What you have to do ▸ Filter the records below, keeping each line that contains the string "hand" and copying those lines unchanged. The match is case-sensitive.

Information provided ▸
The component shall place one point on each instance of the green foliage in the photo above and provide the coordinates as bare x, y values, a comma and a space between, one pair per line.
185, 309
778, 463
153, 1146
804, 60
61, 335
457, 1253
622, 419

==

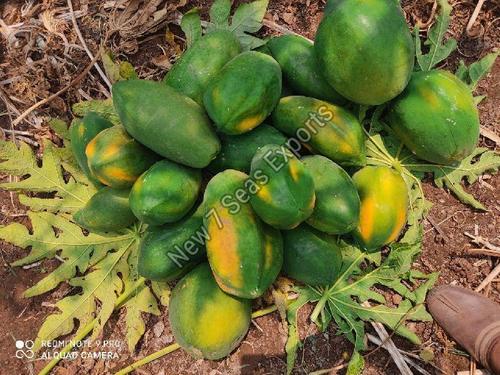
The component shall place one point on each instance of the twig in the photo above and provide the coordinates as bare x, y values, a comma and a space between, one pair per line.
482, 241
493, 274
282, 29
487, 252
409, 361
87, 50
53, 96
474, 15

...

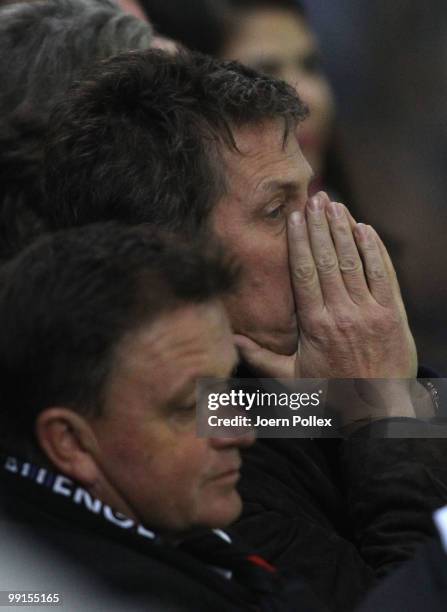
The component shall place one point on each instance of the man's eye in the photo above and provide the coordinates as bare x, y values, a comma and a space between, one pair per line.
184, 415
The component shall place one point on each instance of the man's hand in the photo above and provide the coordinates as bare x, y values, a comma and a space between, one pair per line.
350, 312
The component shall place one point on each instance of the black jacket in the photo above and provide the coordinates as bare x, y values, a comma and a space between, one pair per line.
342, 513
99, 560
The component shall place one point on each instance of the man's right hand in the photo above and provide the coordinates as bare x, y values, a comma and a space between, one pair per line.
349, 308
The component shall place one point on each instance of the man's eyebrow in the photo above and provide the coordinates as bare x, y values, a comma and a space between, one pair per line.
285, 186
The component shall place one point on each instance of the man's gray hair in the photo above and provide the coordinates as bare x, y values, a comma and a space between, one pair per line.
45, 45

Reply ▸
The component shall place one point on each instance of the man's hand in the photo above and provide the coordinates as bare x, y values, a comma and a space between, one pair per line.
The component shall place one point on each instance of the man's right hand in the photo above and provide the coordinates as bare x, y values, a comma and a space between, one pair per line.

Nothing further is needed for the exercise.